EXERCISE DETAILS: From the line that holds "Target: white fascia board" to the last line of the data, copy everything exactly; leave out all the rest.

==*==

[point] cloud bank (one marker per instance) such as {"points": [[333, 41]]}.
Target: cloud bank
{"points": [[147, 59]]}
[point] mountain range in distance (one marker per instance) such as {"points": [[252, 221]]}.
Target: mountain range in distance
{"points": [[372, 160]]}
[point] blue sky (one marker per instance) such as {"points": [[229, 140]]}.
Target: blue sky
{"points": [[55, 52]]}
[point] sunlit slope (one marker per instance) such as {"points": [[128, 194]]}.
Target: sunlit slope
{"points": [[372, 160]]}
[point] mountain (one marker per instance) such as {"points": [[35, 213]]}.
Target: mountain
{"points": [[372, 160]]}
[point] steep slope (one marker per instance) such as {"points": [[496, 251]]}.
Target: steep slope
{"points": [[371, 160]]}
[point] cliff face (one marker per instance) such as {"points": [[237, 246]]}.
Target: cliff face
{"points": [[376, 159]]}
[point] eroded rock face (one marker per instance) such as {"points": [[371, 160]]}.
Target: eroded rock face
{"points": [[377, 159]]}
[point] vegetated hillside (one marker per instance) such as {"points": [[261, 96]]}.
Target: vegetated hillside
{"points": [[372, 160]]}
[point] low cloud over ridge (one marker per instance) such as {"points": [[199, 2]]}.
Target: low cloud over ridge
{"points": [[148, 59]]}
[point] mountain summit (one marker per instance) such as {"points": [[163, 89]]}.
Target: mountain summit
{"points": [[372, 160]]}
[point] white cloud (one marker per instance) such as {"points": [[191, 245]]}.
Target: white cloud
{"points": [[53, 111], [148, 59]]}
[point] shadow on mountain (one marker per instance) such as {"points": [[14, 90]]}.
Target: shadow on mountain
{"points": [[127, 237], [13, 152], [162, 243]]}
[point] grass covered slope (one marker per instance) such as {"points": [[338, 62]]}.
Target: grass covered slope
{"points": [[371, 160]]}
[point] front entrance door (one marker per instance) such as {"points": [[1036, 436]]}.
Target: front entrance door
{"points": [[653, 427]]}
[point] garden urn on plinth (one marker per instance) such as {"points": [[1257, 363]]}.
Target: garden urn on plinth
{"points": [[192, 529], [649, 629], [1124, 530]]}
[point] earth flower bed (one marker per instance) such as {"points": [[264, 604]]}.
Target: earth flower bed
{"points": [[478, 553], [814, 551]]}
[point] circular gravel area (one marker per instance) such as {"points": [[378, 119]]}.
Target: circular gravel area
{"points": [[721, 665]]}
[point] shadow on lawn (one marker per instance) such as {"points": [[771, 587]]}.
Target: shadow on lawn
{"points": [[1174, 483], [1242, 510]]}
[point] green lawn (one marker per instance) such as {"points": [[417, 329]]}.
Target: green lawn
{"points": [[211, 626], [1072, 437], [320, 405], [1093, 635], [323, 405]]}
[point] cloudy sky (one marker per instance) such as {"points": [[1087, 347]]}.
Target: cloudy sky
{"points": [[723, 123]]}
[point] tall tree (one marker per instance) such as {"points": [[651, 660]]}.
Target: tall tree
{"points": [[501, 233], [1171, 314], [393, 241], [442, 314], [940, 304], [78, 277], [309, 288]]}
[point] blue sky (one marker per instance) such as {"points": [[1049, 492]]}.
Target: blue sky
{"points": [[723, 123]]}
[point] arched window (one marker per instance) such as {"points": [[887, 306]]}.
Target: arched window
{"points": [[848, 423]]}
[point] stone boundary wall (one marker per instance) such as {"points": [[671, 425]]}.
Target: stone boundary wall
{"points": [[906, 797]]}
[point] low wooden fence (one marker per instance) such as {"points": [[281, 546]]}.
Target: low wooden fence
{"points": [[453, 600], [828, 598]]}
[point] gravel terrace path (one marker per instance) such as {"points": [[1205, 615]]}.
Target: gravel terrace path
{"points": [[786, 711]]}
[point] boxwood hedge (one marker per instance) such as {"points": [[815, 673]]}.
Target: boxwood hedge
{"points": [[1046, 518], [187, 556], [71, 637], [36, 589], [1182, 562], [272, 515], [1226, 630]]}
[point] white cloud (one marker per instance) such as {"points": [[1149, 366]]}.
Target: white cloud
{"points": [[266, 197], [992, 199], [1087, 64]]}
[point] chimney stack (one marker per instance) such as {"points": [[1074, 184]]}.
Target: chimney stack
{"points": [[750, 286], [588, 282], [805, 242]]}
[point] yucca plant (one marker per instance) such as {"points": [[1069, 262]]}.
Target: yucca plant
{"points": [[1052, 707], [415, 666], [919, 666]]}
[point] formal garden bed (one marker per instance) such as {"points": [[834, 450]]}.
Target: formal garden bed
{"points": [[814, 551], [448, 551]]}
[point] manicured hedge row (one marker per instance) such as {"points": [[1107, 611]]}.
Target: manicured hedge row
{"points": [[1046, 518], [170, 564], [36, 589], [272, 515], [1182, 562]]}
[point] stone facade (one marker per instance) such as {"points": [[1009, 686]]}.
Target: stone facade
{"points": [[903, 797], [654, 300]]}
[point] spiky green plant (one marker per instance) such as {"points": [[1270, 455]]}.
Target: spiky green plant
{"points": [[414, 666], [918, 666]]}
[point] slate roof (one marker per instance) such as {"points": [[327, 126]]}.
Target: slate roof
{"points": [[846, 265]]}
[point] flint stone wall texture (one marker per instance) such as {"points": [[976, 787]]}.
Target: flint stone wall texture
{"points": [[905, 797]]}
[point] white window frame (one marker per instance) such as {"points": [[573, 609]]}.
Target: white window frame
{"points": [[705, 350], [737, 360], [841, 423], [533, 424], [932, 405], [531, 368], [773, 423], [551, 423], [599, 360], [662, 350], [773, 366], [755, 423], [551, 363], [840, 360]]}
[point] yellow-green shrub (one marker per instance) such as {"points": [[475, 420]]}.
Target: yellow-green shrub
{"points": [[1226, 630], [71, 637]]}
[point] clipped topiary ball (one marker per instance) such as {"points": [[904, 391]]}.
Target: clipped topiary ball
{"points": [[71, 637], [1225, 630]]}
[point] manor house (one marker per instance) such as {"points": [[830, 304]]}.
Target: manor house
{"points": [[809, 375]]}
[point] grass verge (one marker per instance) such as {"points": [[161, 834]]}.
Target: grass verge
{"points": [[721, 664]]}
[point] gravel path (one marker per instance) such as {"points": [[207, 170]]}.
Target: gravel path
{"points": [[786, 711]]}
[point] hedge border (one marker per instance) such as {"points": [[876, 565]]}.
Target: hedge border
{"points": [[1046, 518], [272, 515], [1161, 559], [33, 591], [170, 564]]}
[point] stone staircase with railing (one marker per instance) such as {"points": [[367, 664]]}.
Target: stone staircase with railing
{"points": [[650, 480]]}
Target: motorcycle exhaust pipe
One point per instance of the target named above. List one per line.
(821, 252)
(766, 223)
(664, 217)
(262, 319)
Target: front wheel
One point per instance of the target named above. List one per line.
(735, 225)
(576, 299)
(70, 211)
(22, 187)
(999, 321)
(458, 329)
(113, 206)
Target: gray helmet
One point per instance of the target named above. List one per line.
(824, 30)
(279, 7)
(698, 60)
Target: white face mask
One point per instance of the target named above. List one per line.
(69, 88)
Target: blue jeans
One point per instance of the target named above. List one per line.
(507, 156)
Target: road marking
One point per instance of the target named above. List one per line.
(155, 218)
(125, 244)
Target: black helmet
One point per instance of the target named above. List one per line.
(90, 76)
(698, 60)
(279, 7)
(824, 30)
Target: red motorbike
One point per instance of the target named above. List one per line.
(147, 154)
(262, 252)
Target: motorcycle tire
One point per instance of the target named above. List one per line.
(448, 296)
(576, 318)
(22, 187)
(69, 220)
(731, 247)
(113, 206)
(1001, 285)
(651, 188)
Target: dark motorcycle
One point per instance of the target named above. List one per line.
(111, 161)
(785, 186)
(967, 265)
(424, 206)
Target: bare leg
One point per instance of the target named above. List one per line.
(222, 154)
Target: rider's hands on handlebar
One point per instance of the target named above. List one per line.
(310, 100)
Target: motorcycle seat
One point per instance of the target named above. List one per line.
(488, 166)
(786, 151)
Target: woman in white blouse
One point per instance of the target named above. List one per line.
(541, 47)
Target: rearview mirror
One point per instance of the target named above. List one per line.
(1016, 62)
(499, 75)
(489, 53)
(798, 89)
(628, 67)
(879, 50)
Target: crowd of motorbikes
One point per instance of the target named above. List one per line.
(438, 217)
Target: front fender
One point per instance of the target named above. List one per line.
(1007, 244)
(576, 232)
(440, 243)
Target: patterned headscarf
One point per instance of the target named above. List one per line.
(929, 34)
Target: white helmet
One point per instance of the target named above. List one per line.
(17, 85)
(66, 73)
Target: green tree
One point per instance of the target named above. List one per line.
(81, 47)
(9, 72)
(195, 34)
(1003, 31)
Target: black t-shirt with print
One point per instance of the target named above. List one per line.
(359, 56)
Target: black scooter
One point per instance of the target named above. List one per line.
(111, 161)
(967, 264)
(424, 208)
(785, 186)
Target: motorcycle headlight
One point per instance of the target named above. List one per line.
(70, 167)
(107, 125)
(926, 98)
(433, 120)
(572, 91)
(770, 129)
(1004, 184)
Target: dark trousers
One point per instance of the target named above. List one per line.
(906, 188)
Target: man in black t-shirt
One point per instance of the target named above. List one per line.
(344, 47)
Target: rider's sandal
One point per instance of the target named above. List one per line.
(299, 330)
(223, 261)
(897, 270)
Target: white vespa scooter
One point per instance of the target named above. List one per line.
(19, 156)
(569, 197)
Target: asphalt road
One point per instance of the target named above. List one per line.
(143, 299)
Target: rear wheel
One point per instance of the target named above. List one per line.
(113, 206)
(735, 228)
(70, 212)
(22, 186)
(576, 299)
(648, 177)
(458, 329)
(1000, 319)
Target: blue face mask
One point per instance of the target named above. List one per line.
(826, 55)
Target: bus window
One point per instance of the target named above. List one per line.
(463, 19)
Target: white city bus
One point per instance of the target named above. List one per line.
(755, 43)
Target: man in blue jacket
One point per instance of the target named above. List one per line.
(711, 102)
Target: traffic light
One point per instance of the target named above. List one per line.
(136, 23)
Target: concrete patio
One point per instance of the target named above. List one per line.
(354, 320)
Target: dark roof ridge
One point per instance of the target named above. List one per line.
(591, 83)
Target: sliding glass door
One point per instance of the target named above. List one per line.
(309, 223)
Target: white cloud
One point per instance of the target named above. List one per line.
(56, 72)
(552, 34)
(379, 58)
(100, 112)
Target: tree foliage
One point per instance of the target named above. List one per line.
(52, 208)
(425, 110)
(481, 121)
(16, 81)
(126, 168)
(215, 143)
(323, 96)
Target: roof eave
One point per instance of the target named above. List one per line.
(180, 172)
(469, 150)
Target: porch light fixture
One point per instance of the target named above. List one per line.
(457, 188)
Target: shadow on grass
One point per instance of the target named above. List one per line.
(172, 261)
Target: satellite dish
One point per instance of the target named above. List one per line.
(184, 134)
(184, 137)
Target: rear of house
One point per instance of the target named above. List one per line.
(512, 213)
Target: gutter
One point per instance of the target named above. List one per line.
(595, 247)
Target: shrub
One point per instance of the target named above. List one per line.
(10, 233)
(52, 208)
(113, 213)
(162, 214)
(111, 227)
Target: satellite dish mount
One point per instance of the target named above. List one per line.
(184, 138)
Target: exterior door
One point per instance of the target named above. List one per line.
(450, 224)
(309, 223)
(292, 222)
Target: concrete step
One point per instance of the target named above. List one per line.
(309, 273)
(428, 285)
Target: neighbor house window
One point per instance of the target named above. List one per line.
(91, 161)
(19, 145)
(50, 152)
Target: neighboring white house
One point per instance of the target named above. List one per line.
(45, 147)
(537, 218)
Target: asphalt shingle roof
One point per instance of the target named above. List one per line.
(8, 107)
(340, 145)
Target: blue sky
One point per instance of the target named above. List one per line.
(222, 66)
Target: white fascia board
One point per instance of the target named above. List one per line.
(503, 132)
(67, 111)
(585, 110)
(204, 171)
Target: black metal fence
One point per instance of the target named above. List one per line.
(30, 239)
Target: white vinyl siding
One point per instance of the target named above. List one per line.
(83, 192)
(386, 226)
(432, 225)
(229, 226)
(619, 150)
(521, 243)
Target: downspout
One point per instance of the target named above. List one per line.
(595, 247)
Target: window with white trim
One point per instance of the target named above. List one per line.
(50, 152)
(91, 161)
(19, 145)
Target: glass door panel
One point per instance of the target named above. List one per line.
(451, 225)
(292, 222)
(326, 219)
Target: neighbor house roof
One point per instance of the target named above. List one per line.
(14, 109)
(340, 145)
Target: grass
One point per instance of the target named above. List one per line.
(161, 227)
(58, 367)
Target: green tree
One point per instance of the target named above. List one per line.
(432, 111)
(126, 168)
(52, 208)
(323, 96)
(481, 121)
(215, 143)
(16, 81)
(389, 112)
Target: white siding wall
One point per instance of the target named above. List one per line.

==*==

COMPLETE RESPONSE:
Target: white fascia board
One point per instance of the target named above. List one per line.
(503, 132)
(67, 111)
(585, 110)
(204, 171)
Target: black metal fence
One point per instance of the target named above. List one per line.
(30, 239)
Target: white vinyl siding
One point per instance of the target named above. List one per line.
(83, 192)
(386, 226)
(432, 225)
(229, 226)
(619, 150)
(521, 243)
Target: downspout
One point per instance of the target named above. List one per line.
(595, 247)
Target: window with white trim
One point per instance of the target named above. List one per line.
(50, 152)
(91, 161)
(19, 145)
Target: glass door panel
One point per instance of the target named above. List one per line.
(451, 225)
(292, 222)
(326, 219)
Target: neighbor house roof
One point per instance of the target named above. List one per line.
(14, 109)
(340, 145)
Target: grass
One point per instance of the target named above. List one per line.
(161, 227)
(58, 367)
Target: green tree
One point per instance of the target named above. List one per line.
(432, 111)
(126, 168)
(52, 208)
(323, 96)
(481, 121)
(215, 143)
(16, 81)
(389, 112)
Target: white siding wall
One point per instance of the target named above. List one per line.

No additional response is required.